Provided information:
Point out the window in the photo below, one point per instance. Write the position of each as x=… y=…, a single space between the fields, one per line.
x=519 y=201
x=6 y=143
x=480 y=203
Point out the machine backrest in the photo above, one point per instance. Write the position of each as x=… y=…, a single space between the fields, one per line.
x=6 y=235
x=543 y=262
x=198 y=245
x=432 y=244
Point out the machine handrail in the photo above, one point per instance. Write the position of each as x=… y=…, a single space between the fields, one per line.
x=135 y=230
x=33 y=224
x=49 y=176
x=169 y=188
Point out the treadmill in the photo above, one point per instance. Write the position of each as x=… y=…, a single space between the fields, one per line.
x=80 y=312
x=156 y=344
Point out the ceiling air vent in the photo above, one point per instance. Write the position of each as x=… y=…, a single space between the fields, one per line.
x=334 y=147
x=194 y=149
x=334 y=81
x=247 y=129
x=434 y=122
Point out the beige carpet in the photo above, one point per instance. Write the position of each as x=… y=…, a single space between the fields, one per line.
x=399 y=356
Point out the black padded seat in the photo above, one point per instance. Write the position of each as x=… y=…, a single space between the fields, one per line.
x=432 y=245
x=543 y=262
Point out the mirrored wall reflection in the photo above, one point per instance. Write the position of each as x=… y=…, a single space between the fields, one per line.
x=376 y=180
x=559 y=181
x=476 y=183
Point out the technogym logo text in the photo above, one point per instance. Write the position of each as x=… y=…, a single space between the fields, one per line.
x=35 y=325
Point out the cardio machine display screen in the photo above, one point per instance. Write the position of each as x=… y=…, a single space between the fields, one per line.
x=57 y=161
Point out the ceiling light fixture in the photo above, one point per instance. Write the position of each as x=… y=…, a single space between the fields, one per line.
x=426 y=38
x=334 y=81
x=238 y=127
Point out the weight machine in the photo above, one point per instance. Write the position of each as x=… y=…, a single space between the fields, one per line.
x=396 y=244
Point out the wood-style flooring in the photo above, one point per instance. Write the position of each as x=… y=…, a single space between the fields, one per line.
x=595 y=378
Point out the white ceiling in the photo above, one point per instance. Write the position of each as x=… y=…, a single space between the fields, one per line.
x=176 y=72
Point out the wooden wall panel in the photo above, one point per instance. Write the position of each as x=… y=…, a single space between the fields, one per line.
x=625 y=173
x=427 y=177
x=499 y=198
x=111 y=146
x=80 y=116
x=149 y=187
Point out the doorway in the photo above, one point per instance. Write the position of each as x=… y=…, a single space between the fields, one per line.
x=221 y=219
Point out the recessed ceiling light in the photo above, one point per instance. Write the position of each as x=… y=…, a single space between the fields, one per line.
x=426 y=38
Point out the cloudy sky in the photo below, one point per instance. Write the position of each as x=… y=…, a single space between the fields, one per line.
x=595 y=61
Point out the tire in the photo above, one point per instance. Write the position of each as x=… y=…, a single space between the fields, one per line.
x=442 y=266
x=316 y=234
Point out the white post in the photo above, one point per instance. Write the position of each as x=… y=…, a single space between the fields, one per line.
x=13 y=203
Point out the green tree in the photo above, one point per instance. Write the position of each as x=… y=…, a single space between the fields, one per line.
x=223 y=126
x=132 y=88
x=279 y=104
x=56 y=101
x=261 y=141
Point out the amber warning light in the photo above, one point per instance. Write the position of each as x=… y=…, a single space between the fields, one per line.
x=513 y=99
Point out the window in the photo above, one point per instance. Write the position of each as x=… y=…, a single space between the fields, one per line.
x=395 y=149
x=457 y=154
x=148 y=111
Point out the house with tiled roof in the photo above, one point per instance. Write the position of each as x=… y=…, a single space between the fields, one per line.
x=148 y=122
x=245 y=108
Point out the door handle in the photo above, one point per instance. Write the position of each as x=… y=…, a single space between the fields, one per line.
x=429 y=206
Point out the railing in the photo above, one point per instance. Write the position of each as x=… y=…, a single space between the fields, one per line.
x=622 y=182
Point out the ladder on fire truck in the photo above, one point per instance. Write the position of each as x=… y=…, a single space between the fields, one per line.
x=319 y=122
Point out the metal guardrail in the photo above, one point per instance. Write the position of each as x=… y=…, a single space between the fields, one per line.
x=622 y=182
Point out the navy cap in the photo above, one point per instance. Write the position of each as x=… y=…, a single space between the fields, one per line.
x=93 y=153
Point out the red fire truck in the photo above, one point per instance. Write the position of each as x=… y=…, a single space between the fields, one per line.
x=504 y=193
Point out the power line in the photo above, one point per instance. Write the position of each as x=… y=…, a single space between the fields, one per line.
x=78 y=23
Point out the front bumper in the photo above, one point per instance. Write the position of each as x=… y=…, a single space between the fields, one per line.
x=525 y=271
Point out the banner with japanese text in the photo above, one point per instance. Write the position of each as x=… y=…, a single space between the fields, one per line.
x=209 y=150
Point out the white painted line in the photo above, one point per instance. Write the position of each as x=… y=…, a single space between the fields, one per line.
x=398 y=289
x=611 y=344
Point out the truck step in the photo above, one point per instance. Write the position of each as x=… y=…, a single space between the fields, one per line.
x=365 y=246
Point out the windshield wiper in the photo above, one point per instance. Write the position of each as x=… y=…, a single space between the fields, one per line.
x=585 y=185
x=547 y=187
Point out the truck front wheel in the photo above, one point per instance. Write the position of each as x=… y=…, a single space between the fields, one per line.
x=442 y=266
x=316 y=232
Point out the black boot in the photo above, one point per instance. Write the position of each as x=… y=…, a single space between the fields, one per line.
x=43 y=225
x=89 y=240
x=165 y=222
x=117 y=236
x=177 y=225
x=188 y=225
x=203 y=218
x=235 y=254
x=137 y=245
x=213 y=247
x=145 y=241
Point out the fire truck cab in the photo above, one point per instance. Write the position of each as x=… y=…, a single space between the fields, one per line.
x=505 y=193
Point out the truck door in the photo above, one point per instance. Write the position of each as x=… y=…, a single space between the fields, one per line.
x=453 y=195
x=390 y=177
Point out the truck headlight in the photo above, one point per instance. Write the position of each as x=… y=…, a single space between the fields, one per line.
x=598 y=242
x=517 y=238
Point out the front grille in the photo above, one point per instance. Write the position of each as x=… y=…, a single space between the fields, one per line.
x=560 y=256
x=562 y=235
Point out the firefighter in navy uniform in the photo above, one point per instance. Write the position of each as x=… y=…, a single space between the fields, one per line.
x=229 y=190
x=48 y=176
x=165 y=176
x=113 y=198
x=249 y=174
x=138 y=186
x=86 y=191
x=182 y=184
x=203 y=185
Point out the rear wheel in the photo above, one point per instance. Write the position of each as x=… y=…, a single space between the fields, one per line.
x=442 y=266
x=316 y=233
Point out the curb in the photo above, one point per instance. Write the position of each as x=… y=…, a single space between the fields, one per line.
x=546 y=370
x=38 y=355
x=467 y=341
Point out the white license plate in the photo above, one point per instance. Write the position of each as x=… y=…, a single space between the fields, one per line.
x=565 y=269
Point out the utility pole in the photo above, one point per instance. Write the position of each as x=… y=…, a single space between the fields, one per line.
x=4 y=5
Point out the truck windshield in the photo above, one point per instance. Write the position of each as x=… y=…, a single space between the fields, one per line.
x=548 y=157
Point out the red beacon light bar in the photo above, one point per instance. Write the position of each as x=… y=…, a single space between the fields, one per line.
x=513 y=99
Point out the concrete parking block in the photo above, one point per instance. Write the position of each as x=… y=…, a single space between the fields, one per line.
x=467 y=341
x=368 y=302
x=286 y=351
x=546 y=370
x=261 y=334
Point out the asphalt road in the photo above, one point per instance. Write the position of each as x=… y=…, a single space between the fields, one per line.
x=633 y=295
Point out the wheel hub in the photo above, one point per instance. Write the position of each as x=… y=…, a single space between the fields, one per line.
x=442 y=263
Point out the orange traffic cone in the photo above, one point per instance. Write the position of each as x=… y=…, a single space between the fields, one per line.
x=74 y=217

What the exercise asks: Write out, word for word, the lines between the one containing "Point out the window in the photo above, one" and the one containing "x=319 y=122", both included.

Task output:
Point out the window in the photo above, one point per instance. Write the position of each as x=… y=…, a single space between the fields, one per line.
x=395 y=149
x=457 y=154
x=148 y=111
Point out the house with tiled roof in the photo above, one point per instance. Write the position of each as x=… y=…, a single space between the fields, one per line.
x=148 y=122
x=245 y=108
Point out the door handle in the photo above, one point per instance. Write the position of each as x=… y=…, a single space between the fields, one per line.
x=429 y=206
Point out the railing in the photo above, one point per instance. Write the position of each as x=… y=…, a single space between the fields, one per line.
x=622 y=182
Point out the ladder on fire truck in the photo above, one point per instance. Write the position of each as x=… y=…, a single space between the fields, one per line.
x=319 y=122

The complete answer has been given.